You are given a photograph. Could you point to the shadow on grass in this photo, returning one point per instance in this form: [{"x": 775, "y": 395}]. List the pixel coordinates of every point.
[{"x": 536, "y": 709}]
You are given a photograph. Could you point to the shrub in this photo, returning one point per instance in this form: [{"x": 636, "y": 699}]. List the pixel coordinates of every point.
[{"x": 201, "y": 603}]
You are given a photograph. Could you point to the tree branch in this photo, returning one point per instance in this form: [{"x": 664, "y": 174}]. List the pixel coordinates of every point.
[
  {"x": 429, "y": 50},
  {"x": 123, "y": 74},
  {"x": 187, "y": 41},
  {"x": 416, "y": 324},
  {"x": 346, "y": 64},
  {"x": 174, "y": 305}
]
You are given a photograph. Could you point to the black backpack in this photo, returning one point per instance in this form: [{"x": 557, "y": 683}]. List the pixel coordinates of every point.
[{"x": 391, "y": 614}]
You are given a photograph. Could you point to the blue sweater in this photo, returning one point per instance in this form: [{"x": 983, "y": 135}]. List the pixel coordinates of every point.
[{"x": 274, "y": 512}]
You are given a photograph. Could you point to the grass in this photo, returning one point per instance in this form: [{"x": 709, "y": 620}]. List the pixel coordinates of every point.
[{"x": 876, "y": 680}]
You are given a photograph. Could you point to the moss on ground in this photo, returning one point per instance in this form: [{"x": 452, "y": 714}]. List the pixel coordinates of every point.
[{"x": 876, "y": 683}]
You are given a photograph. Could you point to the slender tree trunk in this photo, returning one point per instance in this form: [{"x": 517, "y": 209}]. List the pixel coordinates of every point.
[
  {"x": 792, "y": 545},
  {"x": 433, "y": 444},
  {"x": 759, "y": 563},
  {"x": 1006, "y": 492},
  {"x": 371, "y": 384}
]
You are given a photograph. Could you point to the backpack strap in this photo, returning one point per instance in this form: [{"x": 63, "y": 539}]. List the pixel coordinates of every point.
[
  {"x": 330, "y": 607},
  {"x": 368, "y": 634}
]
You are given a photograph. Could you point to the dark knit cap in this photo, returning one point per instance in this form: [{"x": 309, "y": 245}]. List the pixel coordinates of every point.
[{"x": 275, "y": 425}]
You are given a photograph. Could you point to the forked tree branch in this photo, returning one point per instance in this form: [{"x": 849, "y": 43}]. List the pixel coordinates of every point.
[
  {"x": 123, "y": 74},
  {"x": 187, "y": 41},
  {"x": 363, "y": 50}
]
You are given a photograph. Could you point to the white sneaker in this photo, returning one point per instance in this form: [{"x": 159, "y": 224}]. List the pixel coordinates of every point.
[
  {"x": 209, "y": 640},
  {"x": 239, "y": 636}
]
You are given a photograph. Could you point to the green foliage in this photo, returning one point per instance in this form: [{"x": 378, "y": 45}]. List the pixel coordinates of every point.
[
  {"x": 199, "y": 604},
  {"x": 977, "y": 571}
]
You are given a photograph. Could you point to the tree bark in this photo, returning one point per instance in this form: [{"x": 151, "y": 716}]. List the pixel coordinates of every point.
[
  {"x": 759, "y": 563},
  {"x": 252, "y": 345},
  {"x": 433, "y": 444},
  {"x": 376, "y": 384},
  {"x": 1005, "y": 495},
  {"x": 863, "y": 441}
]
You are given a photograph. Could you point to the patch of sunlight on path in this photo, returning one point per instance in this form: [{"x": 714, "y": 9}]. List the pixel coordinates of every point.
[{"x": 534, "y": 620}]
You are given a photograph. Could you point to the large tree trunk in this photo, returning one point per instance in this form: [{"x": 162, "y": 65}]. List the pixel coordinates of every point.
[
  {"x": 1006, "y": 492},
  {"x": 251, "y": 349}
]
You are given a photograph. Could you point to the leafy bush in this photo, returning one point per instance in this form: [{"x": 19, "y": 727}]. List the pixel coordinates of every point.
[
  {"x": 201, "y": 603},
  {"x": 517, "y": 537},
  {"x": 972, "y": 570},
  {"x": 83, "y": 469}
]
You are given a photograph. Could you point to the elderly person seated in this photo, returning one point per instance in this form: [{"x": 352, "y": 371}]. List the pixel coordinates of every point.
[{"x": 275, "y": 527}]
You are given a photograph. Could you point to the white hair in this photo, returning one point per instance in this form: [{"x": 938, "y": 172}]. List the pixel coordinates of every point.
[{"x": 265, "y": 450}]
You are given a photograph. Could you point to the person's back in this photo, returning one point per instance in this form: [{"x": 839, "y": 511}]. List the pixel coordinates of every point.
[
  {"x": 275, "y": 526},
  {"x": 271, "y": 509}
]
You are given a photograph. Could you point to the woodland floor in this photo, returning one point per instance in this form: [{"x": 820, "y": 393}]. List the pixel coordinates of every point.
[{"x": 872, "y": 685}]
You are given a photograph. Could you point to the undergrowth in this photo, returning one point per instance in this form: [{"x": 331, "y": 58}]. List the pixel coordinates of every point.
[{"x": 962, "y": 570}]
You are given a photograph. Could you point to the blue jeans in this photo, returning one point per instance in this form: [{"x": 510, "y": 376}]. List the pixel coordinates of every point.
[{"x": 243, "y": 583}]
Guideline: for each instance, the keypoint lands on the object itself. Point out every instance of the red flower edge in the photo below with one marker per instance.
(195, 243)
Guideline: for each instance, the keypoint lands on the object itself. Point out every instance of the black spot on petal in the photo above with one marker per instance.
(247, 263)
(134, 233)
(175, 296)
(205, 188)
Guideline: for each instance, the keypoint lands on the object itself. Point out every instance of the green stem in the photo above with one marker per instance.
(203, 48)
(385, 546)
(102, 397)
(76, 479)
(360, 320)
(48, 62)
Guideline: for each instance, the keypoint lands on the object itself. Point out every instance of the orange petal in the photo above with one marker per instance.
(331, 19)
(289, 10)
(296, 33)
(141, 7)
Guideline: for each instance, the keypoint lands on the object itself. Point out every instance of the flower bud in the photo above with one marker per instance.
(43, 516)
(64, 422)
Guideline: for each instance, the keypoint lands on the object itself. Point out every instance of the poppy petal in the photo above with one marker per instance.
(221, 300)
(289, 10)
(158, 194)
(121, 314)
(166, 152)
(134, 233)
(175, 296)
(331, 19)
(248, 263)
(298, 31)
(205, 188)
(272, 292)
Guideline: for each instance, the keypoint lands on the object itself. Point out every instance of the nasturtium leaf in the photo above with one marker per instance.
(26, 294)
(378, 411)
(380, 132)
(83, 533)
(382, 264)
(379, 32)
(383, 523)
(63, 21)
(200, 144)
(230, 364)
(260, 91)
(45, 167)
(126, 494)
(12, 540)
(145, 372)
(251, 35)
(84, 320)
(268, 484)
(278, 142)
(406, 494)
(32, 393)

# Work required
Copy out the lines word for word, beginning with the line that contains "of the poppy" and continuing through the last line.

# Response to the task
Guideline: for each instance, the keypoint lands on the object itself. Point out every instance of the poppy petal in the photo above with one marker per instance.
(221, 300)
(289, 10)
(158, 194)
(121, 314)
(166, 152)
(134, 233)
(175, 296)
(331, 19)
(248, 263)
(298, 31)
(205, 188)
(272, 292)
Guideline: for each instance, the keypoint lands on the object itself. Point out every instance of the nasturtium leaf in the photo above with one marker per instance.
(26, 294)
(378, 411)
(380, 132)
(83, 533)
(382, 264)
(379, 32)
(383, 523)
(63, 21)
(200, 144)
(230, 364)
(260, 91)
(45, 167)
(126, 494)
(12, 540)
(145, 372)
(251, 35)
(84, 320)
(268, 484)
(278, 142)
(406, 494)
(32, 393)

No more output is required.